Collection entries:

────────────────────────────────────────

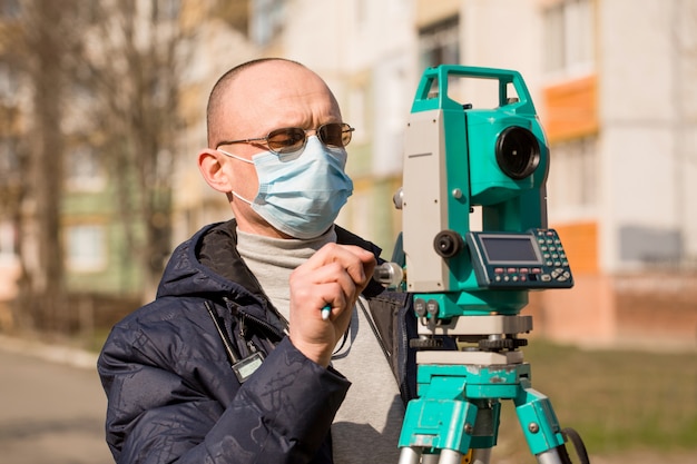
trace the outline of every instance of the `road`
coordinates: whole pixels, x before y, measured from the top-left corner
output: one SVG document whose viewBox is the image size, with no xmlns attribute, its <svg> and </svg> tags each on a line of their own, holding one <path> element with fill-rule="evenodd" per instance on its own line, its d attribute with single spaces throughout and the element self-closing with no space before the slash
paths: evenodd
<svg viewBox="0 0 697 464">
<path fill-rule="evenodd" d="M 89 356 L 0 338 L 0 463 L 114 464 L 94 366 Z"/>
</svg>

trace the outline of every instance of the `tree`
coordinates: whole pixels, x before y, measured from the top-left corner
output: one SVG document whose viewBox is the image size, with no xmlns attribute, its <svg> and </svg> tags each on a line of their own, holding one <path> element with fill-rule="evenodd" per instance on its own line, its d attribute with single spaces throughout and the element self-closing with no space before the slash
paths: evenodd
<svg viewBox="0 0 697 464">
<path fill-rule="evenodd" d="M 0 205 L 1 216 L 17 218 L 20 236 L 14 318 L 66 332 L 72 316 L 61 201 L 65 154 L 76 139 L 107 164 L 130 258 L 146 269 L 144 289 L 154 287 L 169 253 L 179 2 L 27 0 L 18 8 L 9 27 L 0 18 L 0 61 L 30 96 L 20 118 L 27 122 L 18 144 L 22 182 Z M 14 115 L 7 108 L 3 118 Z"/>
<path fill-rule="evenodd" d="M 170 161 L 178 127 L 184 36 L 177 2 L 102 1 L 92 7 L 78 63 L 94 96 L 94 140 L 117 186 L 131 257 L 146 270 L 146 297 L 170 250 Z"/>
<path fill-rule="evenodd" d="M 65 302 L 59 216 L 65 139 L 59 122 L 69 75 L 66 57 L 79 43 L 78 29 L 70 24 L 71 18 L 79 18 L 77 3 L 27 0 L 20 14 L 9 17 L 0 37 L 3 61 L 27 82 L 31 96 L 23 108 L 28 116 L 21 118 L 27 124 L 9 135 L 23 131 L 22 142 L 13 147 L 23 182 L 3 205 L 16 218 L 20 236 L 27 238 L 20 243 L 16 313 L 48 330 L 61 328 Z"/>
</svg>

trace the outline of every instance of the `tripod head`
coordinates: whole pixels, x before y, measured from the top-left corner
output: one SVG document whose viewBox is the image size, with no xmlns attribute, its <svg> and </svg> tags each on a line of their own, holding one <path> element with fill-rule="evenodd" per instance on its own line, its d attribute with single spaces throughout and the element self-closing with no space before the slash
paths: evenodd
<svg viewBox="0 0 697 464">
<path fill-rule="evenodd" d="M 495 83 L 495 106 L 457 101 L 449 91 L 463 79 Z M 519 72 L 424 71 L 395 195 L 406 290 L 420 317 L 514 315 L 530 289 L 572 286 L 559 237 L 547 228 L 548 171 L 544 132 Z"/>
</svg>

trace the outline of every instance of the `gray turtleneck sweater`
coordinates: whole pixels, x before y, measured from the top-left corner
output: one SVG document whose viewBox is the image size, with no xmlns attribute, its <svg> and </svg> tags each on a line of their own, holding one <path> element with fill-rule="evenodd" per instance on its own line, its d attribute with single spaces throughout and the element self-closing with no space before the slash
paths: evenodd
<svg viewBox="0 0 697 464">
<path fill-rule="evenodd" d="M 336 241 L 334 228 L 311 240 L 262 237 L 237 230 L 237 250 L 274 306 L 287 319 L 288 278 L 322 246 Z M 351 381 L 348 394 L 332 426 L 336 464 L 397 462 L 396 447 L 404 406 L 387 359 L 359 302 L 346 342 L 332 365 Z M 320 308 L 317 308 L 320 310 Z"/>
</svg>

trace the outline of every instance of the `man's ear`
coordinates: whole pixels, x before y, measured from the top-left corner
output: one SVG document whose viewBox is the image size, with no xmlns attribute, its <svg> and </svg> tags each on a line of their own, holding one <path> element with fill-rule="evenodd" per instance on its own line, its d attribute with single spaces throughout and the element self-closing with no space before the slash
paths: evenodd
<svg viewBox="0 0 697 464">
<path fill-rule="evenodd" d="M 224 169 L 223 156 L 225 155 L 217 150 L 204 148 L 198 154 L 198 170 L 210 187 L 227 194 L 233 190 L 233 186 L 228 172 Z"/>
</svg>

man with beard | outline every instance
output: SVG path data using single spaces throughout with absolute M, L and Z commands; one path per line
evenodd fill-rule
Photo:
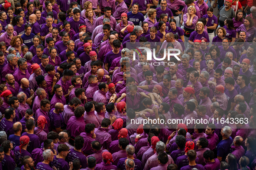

────────────────────────────────────────

■ **DIRECTIVE**
Turn every line of the entries above into a numbered list, skipping blank lines and leaving out the pictures.

■ **COMPLETED TASK**
1. trace the outline of every instance of the `road`
2. coordinates: whole pixels, x before y, measured from the top-left corner
3. output: one SVG document whose viewBox is the image size, with no xmlns attribute, its <svg> and </svg> tags each on a line of their own, holding one <path> element with fill-rule="evenodd" per instance on its own line, its d attribute with single spaces throughout and the element self-closing with no space before the slash
4. paths: evenodd
5. <svg viewBox="0 0 697 464">
6. <path fill-rule="evenodd" d="M 89 356 L 0 338 L 0 463 L 114 464 L 94 366 Z"/>
7. </svg>
8. trace the outline of every instance of the `tree`
9. coordinates: whole pixels, x before y, measured from the top-left corner
10. output: one SVG document whose viewBox is the image size, with no xmlns attribute, its <svg> and </svg> tags each on a line of their own, holding one <path> element with fill-rule="evenodd" per instance on its own line, its d attribute with single spaces throughout and the element self-closing with no space before the slash
11. paths: evenodd
12. <svg viewBox="0 0 697 464">
13. <path fill-rule="evenodd" d="M 0 205 L 1 216 L 17 218 L 20 236 L 14 318 L 66 332 L 72 316 L 61 201 L 65 154 L 76 139 L 107 164 L 130 258 L 146 269 L 144 289 L 154 287 L 169 253 L 179 2 L 27 0 L 18 8 L 9 27 L 0 18 L 0 61 L 30 96 L 20 118 L 27 122 L 18 144 L 22 182 Z M 14 115 L 7 108 L 3 118 Z"/>
14. <path fill-rule="evenodd" d="M 170 161 L 178 127 L 184 36 L 177 2 L 102 1 L 92 7 L 78 63 L 94 96 L 94 140 L 117 186 L 131 257 L 146 270 L 146 297 L 170 250 Z"/>
15. <path fill-rule="evenodd" d="M 65 302 L 59 216 L 65 139 L 59 122 L 69 75 L 66 57 L 79 43 L 78 29 L 70 24 L 71 18 L 79 18 L 77 3 L 27 0 L 20 14 L 9 17 L 0 37 L 3 61 L 27 82 L 31 96 L 23 108 L 28 116 L 21 118 L 27 124 L 9 135 L 23 131 L 22 142 L 13 147 L 23 182 L 3 205 L 16 218 L 20 236 L 27 238 L 20 243 L 16 313 L 48 330 L 61 328 Z"/>
16. </svg>
17. trace the outline of every instance of the `tripod head`
18. coordinates: whole pixels, x before y, measured from the top-left corner
19. output: one SVG document whose viewBox is the image size, with no xmlns attribute, its <svg> and </svg> tags each on a line of their own, holding one <path> element with fill-rule="evenodd" per instance on its own line, its d attribute with single spaces throughout and the element self-closing with no space before the slash
20. paths: evenodd
21. <svg viewBox="0 0 697 464">
22. <path fill-rule="evenodd" d="M 495 83 L 495 106 L 457 101 L 449 91 L 463 79 Z M 519 72 L 424 71 L 395 195 L 406 290 L 420 317 L 514 315 L 530 289 L 572 286 L 559 237 L 547 228 L 548 171 L 544 132 Z"/>
23. </svg>
24. trace the outline of every instance of the `gray turtleneck sweater`
25. coordinates: whole pixels, x before y, measured from the top-left corner
26. output: one SVG document whose viewBox is the image size, with no xmlns attribute, its <svg> and </svg> tags each on a line of their own, holding one <path> element with fill-rule="evenodd" per instance on its own line, its d attribute with single spaces throughout and the element self-closing with no space before the slash
27. paths: evenodd
28. <svg viewBox="0 0 697 464">
29. <path fill-rule="evenodd" d="M 336 241 L 334 228 L 311 240 L 262 237 L 237 230 L 237 250 L 274 306 L 287 319 L 288 278 L 322 246 Z M 351 381 L 348 394 L 332 426 L 336 464 L 397 462 L 396 447 L 404 406 L 387 359 L 359 302 L 346 342 L 332 365 Z M 320 308 L 317 308 L 320 310 Z"/>
30. </svg>
31. trace the outline of every instance of the `man's ear`
32. coordinates: whole pixels, x before y, measured from the top-left corner
33. output: one SVG document whose viewBox is the image size, with no xmlns attribute, its <svg> and </svg> tags each on a line of their own, holding one <path> element with fill-rule="evenodd" per instance on its own line, its d attribute with single spaces throughout and the element self-closing with no space before the slash
34. paths: evenodd
35. <svg viewBox="0 0 697 464">
36. <path fill-rule="evenodd" d="M 224 169 L 223 156 L 225 155 L 217 150 L 204 148 L 198 154 L 198 170 L 210 187 L 227 194 L 233 190 L 233 186 L 228 172 Z"/>
37. </svg>
38. man with beard | outline every instance
39. output: SVG path data using single spaces throughout with absolute M, L and Z commands; one path per line
40. evenodd fill-rule
41. Photo:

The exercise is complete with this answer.